■ **Exercise instructions**: Copy out all the rows below word for word, and leave the pictures out.

■ **Entries shown**:
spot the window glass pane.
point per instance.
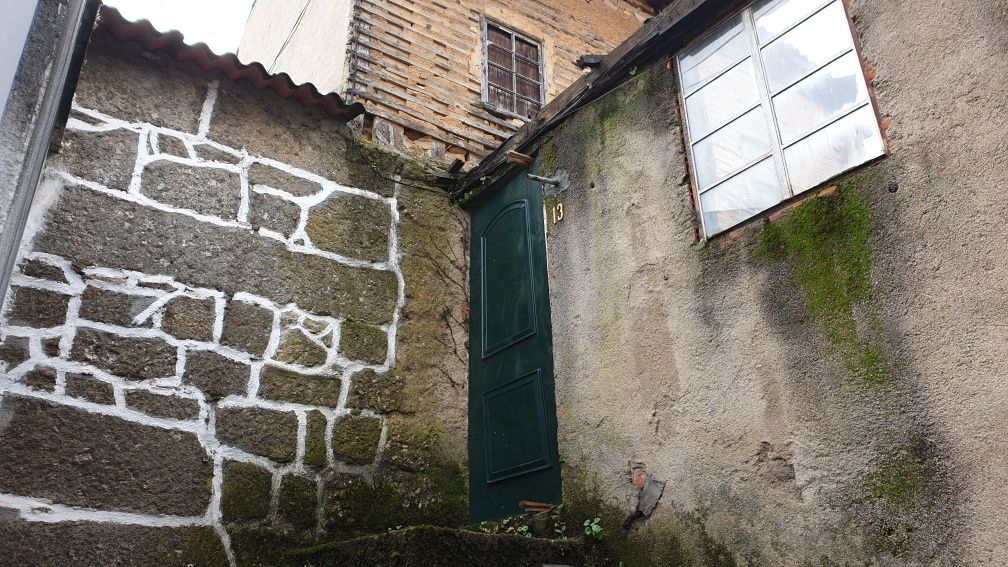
(714, 54)
(740, 198)
(529, 70)
(499, 37)
(774, 16)
(526, 108)
(731, 147)
(501, 98)
(500, 78)
(526, 49)
(807, 46)
(499, 57)
(836, 89)
(722, 100)
(528, 89)
(834, 149)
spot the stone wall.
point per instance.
(866, 432)
(227, 335)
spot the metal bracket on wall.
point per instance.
(551, 187)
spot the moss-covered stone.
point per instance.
(262, 432)
(260, 174)
(315, 441)
(30, 307)
(359, 341)
(14, 350)
(286, 385)
(247, 327)
(104, 306)
(381, 392)
(296, 348)
(272, 213)
(41, 377)
(428, 547)
(129, 357)
(216, 375)
(826, 239)
(87, 386)
(355, 439)
(162, 405)
(354, 506)
(42, 270)
(256, 546)
(297, 501)
(245, 491)
(666, 540)
(352, 226)
(189, 318)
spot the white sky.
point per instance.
(219, 23)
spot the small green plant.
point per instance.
(556, 516)
(519, 531)
(594, 529)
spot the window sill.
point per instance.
(500, 112)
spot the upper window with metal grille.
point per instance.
(776, 103)
(513, 72)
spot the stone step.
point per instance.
(425, 546)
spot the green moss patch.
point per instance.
(431, 547)
(826, 239)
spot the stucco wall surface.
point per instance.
(20, 113)
(227, 336)
(825, 389)
(309, 46)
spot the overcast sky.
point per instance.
(219, 23)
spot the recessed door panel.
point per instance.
(508, 292)
(515, 426)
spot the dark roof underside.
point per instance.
(172, 43)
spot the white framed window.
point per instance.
(775, 103)
(512, 71)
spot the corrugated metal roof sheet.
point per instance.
(172, 42)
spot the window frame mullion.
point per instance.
(766, 101)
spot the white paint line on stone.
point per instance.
(245, 202)
(135, 197)
(302, 435)
(42, 511)
(101, 409)
(214, 513)
(208, 108)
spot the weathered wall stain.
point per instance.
(820, 388)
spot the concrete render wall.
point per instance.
(719, 371)
(312, 49)
(226, 336)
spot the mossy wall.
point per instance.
(800, 382)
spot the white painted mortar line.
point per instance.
(214, 513)
(206, 114)
(42, 511)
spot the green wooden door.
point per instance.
(512, 407)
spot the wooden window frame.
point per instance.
(485, 23)
(745, 12)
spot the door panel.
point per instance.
(506, 279)
(512, 407)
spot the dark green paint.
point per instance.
(512, 407)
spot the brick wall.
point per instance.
(207, 347)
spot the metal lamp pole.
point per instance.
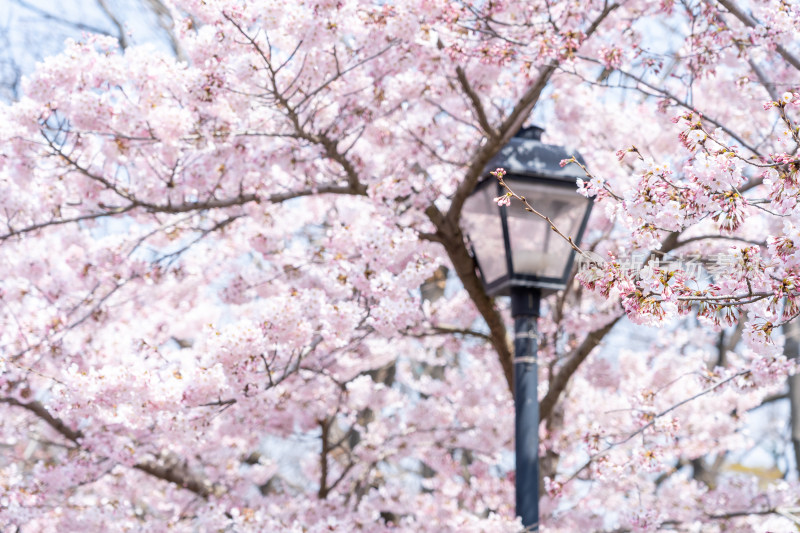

■ **Worked answer**:
spot the window glass pane.
point per instance.
(714, 54)
(740, 198)
(529, 70)
(499, 37)
(774, 16)
(526, 108)
(731, 147)
(501, 98)
(500, 78)
(526, 49)
(807, 46)
(499, 57)
(836, 89)
(722, 100)
(528, 89)
(834, 149)
spot the stone wall.
point per instance.
(866, 432)
(227, 335)
spot the metal bracket on wall.
point per instance.
(551, 187)
spot the moss-covered stone.
point per instance.
(262, 432)
(260, 174)
(315, 441)
(30, 307)
(359, 341)
(14, 350)
(286, 385)
(247, 327)
(104, 306)
(381, 392)
(296, 348)
(272, 213)
(41, 377)
(428, 547)
(129, 357)
(216, 375)
(826, 239)
(87, 386)
(355, 439)
(162, 405)
(354, 506)
(42, 270)
(256, 546)
(297, 501)
(245, 491)
(666, 540)
(352, 226)
(189, 318)
spot the white sky.
point per instance.
(219, 23)
spot the small green plant.
point per instance.
(556, 516)
(519, 531)
(594, 529)
spot the window sill.
point per instance.
(500, 112)
spot the upper window with metal grille.
point per instance.
(776, 103)
(513, 72)
spot the stone step.
point per instance.
(425, 546)
spot the green moss patch.
point per instance.
(431, 547)
(826, 239)
spot the stucco wall surface.
point per instance.
(20, 113)
(227, 336)
(825, 389)
(309, 46)
spot the overcast sky.
point per instance.
(219, 23)
spot the recessed door panel.
point per instance.
(508, 292)
(515, 426)
spot the dark roof underside.
point per instance.
(172, 43)
spot the white framed window.
point per instance.
(775, 103)
(512, 71)
spot the corrugated metal roof sheet.
point per instance.
(172, 42)
spot the window frame mullion.
point per instance.
(766, 101)
spot the white paint line on stone.
point per instance.
(245, 202)
(135, 197)
(302, 435)
(42, 511)
(101, 409)
(214, 513)
(208, 108)
spot the weathered wall stain.
point per instance.
(820, 388)
spot the concrete render wall.
point per instance.
(719, 371)
(312, 49)
(226, 336)
spot the mossy wall.
point per instance.
(800, 382)
spot the white painted mortar line.
point per instance.
(214, 513)
(206, 114)
(42, 511)
spot the green wooden door.
point per instance.
(512, 407)
spot the wooden window frame.
point per instance.
(485, 23)
(745, 12)
spot the door panel.
point per instance.
(506, 279)
(512, 407)
spot the dark green paint.
point per instance.
(512, 407)
spot the brick wall.
point per instance.
(207, 347)
spot the metal lamp pole.
point per instance.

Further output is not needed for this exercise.